##### RECORD EXTRACTS #####

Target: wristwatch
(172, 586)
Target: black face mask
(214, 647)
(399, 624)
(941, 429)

#####

Please find every line in the data above that contains the string "Target" and copy each one.

Target: wristwatch
Target: black face mask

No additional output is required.